## Supplied passage
-- -- --

Skip to content

candlewill/Ossian

Repository files navigation

Ossian + DNN demo

Ossian is a collection of Python code for building text-to-speech (TTS) systems, with an emphasis on easing research into building TTS systems with minimal expert supervision. Work on it started with funding from the EU FP7 Project Simple4All, and this repository contains a version which is considerable more up-to-date than that previously available. In particular, the original version of the toolkit relied on HTS to perform acoustic modelling. Although it is still possible to use HTS, it now supports the use of neural nets trained with the Merlin toolkit as duration and acoustic models. All comments and feedback about ways to improve it are very welcome.

-- -- --

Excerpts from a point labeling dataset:
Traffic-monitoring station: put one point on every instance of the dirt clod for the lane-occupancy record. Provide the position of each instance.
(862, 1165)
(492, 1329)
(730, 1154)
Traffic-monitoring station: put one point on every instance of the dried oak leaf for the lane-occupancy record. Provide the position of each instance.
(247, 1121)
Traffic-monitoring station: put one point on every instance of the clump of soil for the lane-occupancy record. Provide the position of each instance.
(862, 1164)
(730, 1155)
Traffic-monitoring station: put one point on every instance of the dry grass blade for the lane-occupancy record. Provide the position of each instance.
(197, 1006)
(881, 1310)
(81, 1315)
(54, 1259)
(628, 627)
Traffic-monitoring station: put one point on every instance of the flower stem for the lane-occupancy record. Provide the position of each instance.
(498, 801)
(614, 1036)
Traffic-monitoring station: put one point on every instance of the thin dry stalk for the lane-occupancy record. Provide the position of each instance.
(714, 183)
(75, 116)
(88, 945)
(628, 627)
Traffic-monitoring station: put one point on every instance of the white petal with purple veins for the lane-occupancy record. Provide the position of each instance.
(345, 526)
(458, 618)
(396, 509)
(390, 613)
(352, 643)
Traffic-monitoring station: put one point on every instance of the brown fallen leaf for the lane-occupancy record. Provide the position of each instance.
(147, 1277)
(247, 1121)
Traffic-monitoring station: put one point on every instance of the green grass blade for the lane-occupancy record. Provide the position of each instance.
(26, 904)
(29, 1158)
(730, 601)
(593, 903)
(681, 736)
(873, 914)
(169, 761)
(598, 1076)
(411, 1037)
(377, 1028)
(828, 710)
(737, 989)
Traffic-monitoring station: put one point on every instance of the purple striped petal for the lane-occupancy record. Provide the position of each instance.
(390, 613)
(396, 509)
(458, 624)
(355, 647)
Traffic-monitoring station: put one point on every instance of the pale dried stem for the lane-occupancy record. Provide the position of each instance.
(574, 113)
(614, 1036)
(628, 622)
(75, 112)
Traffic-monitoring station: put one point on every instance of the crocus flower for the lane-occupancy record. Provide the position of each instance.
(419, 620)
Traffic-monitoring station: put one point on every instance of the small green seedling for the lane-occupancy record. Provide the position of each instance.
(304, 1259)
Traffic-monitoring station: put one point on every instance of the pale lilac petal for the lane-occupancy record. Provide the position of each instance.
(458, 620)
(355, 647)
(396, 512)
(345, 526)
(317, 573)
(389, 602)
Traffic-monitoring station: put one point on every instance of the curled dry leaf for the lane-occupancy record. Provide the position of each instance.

-- -- --

## What is expected
Quote from the Ossian overview the part that opens with the words containing "candlewill/Ossian" and closes with "are very welcome.".

## Answer to this task
candlewill/Ossian

Repository files navigation

Ossian + DNN demo

Ossian is a collection of Python code for building text-to-speech (TTS) systems, with an emphasis on easing research into building TTS systems with minimal expert supervision. Work on it started with funding from the EU FP7 Project Simple4All, and this repository contains a version which is considerable more up-to-date than that previously available. In particular, the original version of the toolkit relied on HTS to perform acoustic modelling. Although it is still possible to use HTS, it now supports the use of neural nets trained with the Merlin toolkit as duration and acoustic models. All comments and feedback about ways to improve it are very welcome.